═══ Material ═══
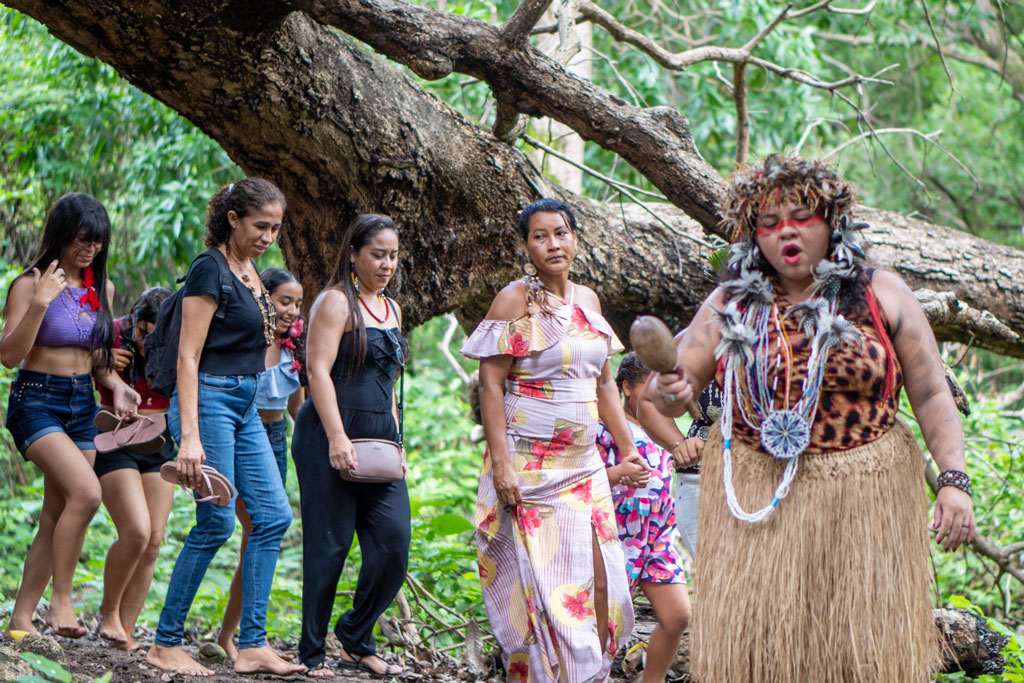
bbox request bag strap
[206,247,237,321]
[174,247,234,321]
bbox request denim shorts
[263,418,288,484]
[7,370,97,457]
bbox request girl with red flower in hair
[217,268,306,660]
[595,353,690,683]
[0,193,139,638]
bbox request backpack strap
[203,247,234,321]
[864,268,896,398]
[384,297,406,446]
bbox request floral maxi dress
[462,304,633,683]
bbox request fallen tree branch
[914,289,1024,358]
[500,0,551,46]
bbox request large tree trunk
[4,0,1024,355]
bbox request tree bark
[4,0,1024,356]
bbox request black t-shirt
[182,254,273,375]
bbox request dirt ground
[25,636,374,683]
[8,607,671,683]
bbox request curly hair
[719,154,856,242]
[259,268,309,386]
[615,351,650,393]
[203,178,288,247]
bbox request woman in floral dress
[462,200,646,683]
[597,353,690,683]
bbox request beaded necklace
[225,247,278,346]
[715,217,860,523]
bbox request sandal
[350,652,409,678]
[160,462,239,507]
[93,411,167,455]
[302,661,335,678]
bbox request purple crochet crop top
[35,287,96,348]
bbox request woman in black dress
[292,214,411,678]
═══
═══ Material ═══
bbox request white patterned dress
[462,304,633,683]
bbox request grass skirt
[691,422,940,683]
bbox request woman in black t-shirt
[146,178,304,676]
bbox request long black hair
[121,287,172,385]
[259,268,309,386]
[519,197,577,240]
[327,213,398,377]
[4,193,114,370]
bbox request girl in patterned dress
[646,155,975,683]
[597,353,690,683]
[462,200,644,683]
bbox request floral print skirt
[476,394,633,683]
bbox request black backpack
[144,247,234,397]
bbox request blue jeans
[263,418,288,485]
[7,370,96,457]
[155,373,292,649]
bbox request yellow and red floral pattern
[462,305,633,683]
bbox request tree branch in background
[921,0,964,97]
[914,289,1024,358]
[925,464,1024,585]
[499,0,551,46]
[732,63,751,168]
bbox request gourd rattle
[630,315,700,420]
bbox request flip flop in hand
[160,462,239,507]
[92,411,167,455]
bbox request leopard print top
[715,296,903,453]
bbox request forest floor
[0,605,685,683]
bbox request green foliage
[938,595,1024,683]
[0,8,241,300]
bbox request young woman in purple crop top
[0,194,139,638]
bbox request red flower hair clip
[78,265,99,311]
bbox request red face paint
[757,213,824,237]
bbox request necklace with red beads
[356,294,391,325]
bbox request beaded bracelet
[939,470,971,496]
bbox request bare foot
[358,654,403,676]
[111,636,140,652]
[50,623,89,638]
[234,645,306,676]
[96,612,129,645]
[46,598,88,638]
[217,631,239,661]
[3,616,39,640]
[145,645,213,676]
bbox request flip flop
═══
Shift the entries from the line with "bbox request large tree trunk" to the line with "[292,214,411,678]" by adding 108 to every bounding-box coordinate. Write out only those lines again, with their requests.

Exercise solution:
bbox request large tree trunk
[112,108,1132,463]
bbox request tree bark
[112,108,1132,464]
bbox request black t-shirt
[290,362,381,483]
bbox request dirt ground
[133,744,482,791]
[116,715,779,791]
bbox request curly hair
[827,262,964,350]
[367,376,417,494]
[723,459,758,501]
[311,286,396,355]
bbox request woman in floral dress
[570,308,754,791]
[705,461,798,791]
bbox request beaded necklace
[333,355,386,454]
[823,325,968,631]
bbox request sandal
[458,760,517,786]
[268,570,347,615]
[201,519,275,563]
[410,769,443,786]
bbox request purple crochet crop top
[143,395,204,456]
bbox request woman in black dress
[400,322,519,786]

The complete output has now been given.